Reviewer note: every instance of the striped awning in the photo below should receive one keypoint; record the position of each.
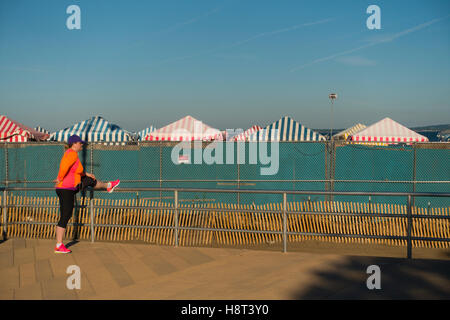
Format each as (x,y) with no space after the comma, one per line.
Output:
(244,136)
(143,133)
(286,129)
(12,131)
(185,129)
(388,131)
(40,129)
(350,131)
(95,129)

Exercise directions:
Give again the closing portion of the entries, from the line with "Format each as" through the last line. Keep it exact and add nothing.

Expected output:
Format each as (x,y) with no space after the comma, one per line.
Output:
(244,136)
(143,133)
(286,129)
(12,131)
(185,129)
(388,131)
(40,129)
(350,131)
(95,129)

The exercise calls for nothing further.